• **Stored rows**
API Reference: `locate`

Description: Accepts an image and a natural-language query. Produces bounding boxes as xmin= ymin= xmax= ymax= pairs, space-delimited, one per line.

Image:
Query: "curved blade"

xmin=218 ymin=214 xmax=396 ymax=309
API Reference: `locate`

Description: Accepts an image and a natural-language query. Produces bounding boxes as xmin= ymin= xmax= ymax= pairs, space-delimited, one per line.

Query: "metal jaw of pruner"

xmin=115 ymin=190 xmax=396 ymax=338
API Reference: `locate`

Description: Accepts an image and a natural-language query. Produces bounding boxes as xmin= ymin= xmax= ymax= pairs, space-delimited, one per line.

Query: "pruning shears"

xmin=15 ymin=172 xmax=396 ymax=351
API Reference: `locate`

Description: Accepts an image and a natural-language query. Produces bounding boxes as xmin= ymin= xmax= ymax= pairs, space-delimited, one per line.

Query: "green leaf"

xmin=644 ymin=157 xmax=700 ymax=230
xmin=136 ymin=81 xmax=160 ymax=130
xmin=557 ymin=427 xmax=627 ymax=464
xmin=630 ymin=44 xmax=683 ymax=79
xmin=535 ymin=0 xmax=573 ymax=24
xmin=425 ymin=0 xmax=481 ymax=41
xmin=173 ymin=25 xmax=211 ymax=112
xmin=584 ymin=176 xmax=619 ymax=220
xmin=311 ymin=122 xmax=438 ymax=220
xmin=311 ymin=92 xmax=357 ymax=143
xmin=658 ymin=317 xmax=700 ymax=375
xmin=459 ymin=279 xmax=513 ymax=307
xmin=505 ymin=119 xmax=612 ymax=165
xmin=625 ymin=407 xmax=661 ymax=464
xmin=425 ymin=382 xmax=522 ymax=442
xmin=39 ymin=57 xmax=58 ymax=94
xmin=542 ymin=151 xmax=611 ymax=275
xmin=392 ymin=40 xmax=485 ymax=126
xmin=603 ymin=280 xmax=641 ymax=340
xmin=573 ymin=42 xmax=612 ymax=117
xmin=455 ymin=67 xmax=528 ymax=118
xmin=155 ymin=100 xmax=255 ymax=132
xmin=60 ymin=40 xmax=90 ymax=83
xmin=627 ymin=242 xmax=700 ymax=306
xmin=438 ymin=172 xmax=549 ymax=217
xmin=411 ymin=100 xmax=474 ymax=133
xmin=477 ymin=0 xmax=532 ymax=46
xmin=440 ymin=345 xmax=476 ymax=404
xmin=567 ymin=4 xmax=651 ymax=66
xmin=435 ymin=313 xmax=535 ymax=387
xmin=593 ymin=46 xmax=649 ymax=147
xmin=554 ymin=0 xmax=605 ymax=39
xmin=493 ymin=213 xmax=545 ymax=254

• **Stated goal**
Switch every "space-delimited" in the rows above to "space-separated" and reproduce the rows with no other changes.

• **Answer**
API Reference: `locate`

Description: Accepts an image and a natural-language query. Produces bounding boxes as xmin= ymin= xmax= ymax= pairs, space-separated, one per line.

Image:
Query: "curved blade"

xmin=218 ymin=214 xmax=396 ymax=309
API Reference: `locate`

Description: Accepts an image and a natural-language query. Produces bounding boxes as xmin= ymin= xmax= ymax= pairs, space-separated, one per line.

Query: "metal jaw of pruner"

xmin=115 ymin=190 xmax=396 ymax=338
API Reference: `locate`

Description: Accepts an image and a natural-language query. Produces bounding boxes as xmin= ymin= xmax= ymax= pairs, space-separated, one per line.

Query: "pruning shears"

xmin=15 ymin=172 xmax=396 ymax=351
API Reference: `locate`

Description: Accepts an image and a natural-language query. Produces bounding boxes as xmin= ymin= xmax= ymax= pairs, space-separated, one per line.

Query: "green leaf"

xmin=644 ymin=157 xmax=700 ymax=230
xmin=136 ymin=81 xmax=160 ymax=130
xmin=557 ymin=427 xmax=627 ymax=464
xmin=630 ymin=44 xmax=683 ymax=79
xmin=535 ymin=0 xmax=573 ymax=24
xmin=425 ymin=0 xmax=481 ymax=41
xmin=173 ymin=25 xmax=211 ymax=112
xmin=584 ymin=176 xmax=619 ymax=220
xmin=311 ymin=122 xmax=438 ymax=220
xmin=311 ymin=92 xmax=357 ymax=143
xmin=658 ymin=317 xmax=700 ymax=375
xmin=459 ymin=279 xmax=513 ymax=307
xmin=505 ymin=119 xmax=612 ymax=165
xmin=625 ymin=407 xmax=661 ymax=464
xmin=425 ymin=382 xmax=522 ymax=442
xmin=39 ymin=57 xmax=58 ymax=94
xmin=542 ymin=151 xmax=611 ymax=275
xmin=392 ymin=40 xmax=485 ymax=126
xmin=603 ymin=280 xmax=641 ymax=340
xmin=573 ymin=42 xmax=612 ymax=117
xmin=455 ymin=67 xmax=528 ymax=118
xmin=155 ymin=100 xmax=255 ymax=132
xmin=60 ymin=40 xmax=90 ymax=83
xmin=627 ymin=242 xmax=700 ymax=306
xmin=438 ymin=172 xmax=549 ymax=217
xmin=411 ymin=100 xmax=474 ymax=133
xmin=477 ymin=0 xmax=532 ymax=46
xmin=440 ymin=345 xmax=476 ymax=404
xmin=567 ymin=4 xmax=651 ymax=66
xmin=435 ymin=313 xmax=535 ymax=387
xmin=593 ymin=46 xmax=649 ymax=147
xmin=554 ymin=0 xmax=605 ymax=39
xmin=493 ymin=213 xmax=545 ymax=254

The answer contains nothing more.